#### Section du texte
···

La guerre est déclarée au royaume des eBooks
Par Jean-Michel Salaun le mercredi 24 février 2010, 08:49 - Cours - Lien permanent
Ce billet a été rédigé par Francis Bédard dans le cadre du cours SCI6355 sur l'économie du document de la maîtrise en sciences de l'information de l'EBSI.
Aux côtés du principal support de lecture électronique, l’écran d’ordinateur, se trouvent de plus en plus d’alternatives possédant chacune leurs avantages et, ce qui nous intéresse ici, différentes manières de gérer la vente du contenu. Bien que ce dernier ne soit pas aussi profitable que la vente de contenants (Steve Jobs affirmait en 2003 que les pertes de son nouveau iTunes store pouvaient être compensées par les fortes ventes des iPods), il est tout de même une source d’interrogations pour tous les acteurs du milieu. Nous nous pencherons dans les prochaines lignes sur les cas de trois gros joueurs dans le milieu de la vente de documents écrits numériques : Amazon, le iBookstore de Apple et le futur Google Edition.
Pour le moment, c’est Amazon et son Kindle qui sont les rois de la vente de livres électroniques (70% de la vente de lecteurs de liseurs électroniques et 80% de la vente de ''eBooks''), mais les riches royaumes de Google et d’Apple regardent ces terres fertiles et assemblent leurs armées. Dans cette économie en plein boum qui se cherche beaucoup, les larges réserves de capitaux pouvant absorber des débuts difficiles et même des échecs pourraient faire la différence.
Les formats
Le premier aspect sur lequel nous nous pencherons est celui du format, question qui fait partie intégrante de la stratégie des entreprises.
Amazon a opté pour le format AZW, un format propriétaire qui était le seul à être pris en charge par le Kindle avant le mois de novembre 2009. Il est maintenant possible de lire les fichiers PDF natifs et on peut transférer certains fichiers en AZW à travers un service en ligne. Les livres vendus par Amazon pour Kindle sur son système sans fil sont en AZW et ne peuvent pas être lus sur les autres liseurs numériques, Kindle a donc joué la carte du verrouillage, que nous élaborerons dans le paragraphe suivant, et pour l’instant, la stratégie semble fonctionner.

···

(Enregistrements d'identification de position)
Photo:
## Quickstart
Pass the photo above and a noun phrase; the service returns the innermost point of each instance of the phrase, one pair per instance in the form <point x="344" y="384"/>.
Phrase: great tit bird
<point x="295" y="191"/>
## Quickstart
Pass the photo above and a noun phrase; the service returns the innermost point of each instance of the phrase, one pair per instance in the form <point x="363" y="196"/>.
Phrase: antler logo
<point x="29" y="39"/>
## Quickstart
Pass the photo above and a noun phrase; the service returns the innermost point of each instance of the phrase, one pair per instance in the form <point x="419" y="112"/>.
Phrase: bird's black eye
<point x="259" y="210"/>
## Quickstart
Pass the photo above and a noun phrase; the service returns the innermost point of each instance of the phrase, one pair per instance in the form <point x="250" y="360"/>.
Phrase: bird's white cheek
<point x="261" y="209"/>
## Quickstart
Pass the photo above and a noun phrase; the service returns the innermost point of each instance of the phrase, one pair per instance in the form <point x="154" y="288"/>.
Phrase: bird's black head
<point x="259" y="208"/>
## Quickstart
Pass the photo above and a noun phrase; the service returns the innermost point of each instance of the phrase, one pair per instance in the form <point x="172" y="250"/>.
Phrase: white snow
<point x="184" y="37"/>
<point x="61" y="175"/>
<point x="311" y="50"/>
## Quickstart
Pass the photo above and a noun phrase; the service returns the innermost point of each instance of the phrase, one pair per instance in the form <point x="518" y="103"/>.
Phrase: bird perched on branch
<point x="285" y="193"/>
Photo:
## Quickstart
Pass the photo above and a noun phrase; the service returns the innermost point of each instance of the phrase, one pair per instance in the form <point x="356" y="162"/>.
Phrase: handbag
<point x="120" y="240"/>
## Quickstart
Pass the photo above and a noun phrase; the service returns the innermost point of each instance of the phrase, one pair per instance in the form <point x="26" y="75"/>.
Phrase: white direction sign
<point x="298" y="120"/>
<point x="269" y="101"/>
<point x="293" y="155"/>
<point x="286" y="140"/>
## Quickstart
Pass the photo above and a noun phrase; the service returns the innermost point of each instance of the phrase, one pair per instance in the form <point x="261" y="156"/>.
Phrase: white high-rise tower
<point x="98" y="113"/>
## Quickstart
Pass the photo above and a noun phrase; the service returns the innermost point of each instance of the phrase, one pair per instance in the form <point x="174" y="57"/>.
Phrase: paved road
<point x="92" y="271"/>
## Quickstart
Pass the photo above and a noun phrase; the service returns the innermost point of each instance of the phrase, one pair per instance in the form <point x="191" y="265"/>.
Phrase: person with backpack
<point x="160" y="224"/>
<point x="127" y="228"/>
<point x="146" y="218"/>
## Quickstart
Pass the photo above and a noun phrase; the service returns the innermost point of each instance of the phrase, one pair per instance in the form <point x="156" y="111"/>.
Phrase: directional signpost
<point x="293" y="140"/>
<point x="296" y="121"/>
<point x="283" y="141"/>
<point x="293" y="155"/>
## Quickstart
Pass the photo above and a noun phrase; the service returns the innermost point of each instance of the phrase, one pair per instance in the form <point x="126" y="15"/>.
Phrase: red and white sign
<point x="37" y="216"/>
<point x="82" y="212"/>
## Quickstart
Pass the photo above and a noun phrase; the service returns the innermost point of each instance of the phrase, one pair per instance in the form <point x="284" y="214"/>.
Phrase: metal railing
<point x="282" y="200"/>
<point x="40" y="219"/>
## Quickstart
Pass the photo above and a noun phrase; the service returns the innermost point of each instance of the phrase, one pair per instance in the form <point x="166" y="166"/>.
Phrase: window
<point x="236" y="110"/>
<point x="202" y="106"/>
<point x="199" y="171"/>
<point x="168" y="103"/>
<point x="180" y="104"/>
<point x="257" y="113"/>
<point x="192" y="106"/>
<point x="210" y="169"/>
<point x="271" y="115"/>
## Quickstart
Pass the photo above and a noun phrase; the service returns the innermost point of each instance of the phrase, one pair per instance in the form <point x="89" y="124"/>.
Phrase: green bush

···

#### Consignes
A - Imprimez le passage du billet commençant par « Pour le moment, c’est » et se terminant par « faire la différence. ».
B - Répondez s'il vous plaît à ces questions sur le billet :
(i) Quelle part de la vente de livres électroniques revient à Amazon ?
(ii) Quel format Amazon a-t-il choisi pour le Kindle ?
(iii) Avant quel mois ce format était-il le seul pris en charge par le Kindle ?

#### Résultats
A -
Pour le moment, c’est Amazon et son Kindle qui sont les rois de la vente de livres électroniques (70% de la vente de lecteurs de liseurs électroniques et 80% de la vente de ''eBooks''), mais les riches royaumes de Google et d’Apple regardent ces terres fertiles et assemblent leurs armées. Dans cette économie en plein boum qui se cherche beaucoup, les larges réserves de capitaux pouvant absorber des débuts difficiles et même des échecs pourraient faire la différence.

B -
(i) 80 % de la vente de livres électroniques.
(ii) Le format AZW, un format propriétaire.
(iii) Avant le mois de novembre 2009.